__WORK INSTRUCTION__. According to the excerpt about the electricity conservation nudge, how does the described Republican household's consumption change in response to the nudge?

Be careful who you nudge

A new study by economists from UCLA looked at the effect of a randomised program which informed households of their energy expenditure relative to their peers:

We show that while the electricity conservation “nudge” of providing feedback to households on own and peers’ home electricity usage works with liberals, it can backfire with conservatives. Our regression estimates predict that a Democratic household that pays for electricity from renewable sources, that donates to environmental groups, and that lives in a liberal neighborhood reduces its consumption by 3 percent in response to this nudge. A Republican household that does not pay for electricity from renewable sources and that does not donate to environmental groups increases its consumption by 1 percent.

An overview of the study at Slate. Hat tip to MR.

J-PAL’s Christmas shopping list

The Abdul Latif Jameet Poverty Action Lab has a new list of “best buys” to reach the MDGs out. The suggested interventions are mostly intuitive and reasonable: providing free bednets, deworming, basic education, and empowering women using political quotas.

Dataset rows
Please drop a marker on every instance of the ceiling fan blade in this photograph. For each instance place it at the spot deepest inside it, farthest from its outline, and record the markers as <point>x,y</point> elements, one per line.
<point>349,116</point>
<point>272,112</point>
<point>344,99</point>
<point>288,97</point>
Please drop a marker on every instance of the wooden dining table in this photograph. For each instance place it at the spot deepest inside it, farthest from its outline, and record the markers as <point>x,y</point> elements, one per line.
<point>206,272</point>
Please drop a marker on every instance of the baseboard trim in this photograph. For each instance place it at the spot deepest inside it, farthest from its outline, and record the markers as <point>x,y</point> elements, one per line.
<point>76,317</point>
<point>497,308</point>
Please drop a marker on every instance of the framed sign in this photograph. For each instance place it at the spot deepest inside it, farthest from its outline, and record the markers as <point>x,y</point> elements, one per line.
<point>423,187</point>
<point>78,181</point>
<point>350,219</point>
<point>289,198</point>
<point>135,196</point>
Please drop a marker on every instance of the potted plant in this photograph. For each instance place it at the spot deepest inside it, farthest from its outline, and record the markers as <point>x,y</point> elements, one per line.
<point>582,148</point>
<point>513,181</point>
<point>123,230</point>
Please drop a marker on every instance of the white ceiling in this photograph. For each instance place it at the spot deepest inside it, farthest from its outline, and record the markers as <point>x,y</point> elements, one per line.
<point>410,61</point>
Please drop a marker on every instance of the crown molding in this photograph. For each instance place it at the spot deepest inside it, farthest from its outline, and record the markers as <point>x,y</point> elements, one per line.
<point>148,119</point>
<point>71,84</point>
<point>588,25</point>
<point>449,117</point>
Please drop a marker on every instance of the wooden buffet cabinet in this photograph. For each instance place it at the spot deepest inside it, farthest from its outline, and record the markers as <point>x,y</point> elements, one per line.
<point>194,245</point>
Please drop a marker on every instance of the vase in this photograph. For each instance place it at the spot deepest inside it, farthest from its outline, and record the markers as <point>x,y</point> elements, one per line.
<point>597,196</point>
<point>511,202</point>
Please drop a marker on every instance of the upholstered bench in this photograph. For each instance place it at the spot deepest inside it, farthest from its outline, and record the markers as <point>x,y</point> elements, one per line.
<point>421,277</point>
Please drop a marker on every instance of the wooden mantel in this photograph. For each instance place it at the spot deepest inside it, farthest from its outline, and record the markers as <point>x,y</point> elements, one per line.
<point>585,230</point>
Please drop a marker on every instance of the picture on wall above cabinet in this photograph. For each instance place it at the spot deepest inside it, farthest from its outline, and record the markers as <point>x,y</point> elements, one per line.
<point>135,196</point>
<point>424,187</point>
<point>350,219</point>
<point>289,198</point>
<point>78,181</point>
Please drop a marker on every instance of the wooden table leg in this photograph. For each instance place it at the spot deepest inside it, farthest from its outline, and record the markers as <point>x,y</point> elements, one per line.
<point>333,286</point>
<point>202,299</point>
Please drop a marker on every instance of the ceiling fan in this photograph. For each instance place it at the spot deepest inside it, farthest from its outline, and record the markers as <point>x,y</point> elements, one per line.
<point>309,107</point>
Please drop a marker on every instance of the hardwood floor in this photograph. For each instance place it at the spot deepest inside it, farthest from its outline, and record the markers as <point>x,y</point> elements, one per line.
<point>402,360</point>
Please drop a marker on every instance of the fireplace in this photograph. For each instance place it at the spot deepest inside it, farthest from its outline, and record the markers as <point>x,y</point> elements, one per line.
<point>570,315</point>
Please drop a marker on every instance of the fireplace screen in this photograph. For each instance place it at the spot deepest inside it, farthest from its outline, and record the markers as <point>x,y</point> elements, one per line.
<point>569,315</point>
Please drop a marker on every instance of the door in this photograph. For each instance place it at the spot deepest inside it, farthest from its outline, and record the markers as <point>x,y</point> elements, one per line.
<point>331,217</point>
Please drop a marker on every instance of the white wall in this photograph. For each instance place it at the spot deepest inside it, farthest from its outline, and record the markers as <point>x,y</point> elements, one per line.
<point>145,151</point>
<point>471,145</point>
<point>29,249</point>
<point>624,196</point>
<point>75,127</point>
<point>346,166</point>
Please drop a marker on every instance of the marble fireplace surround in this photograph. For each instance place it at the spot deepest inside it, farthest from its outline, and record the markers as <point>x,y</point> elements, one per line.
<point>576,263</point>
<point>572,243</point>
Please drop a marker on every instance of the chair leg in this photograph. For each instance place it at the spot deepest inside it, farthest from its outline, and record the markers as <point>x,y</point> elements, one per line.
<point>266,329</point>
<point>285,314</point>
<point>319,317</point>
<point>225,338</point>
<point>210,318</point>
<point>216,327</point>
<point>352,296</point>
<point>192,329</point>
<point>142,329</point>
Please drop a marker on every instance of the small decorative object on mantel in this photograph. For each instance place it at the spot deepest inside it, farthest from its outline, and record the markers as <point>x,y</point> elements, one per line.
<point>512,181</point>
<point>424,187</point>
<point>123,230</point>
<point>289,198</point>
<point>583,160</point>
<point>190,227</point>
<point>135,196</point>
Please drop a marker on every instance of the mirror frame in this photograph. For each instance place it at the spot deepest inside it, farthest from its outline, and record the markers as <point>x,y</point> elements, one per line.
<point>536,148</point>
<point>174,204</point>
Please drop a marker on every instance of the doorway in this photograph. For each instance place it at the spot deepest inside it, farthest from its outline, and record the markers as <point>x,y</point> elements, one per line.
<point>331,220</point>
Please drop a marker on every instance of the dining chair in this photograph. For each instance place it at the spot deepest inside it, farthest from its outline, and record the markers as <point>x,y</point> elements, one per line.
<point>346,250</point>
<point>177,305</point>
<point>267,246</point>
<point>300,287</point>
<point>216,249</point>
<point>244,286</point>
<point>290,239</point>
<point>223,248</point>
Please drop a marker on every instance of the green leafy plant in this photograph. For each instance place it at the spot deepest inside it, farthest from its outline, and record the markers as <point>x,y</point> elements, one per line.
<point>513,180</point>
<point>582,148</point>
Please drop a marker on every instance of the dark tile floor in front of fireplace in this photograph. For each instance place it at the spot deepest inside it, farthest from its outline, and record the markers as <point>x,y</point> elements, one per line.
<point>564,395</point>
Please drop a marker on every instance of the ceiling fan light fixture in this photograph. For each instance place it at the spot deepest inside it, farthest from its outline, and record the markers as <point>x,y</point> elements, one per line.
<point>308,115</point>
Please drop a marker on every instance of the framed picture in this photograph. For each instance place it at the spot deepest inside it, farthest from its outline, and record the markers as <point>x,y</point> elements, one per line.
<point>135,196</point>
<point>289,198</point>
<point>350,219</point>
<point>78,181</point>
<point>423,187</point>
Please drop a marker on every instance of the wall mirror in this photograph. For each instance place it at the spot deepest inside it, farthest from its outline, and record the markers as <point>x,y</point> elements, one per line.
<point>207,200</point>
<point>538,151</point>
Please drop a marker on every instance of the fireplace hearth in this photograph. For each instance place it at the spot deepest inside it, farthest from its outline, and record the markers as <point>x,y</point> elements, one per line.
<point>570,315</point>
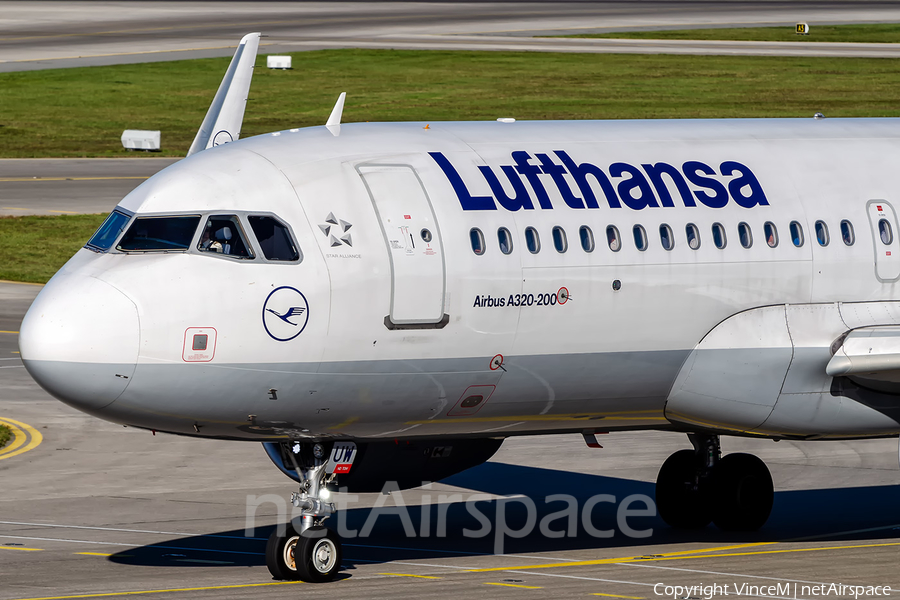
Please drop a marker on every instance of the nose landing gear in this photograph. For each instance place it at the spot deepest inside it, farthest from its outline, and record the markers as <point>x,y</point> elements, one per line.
<point>305,549</point>
<point>697,486</point>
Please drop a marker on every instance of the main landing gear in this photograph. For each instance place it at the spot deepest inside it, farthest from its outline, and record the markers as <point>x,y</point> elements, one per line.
<point>304,549</point>
<point>697,486</point>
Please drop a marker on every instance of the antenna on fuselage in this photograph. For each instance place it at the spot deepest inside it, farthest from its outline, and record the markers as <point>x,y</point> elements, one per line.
<point>225,116</point>
<point>334,119</point>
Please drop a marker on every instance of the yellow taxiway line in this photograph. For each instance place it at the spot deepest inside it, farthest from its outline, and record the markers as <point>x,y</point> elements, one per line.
<point>25,438</point>
<point>690,554</point>
<point>168,591</point>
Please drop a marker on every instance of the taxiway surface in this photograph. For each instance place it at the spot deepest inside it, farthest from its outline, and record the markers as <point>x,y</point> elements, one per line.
<point>42,35</point>
<point>97,510</point>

__YOUR SOLUTION__. It increases by 1 percent.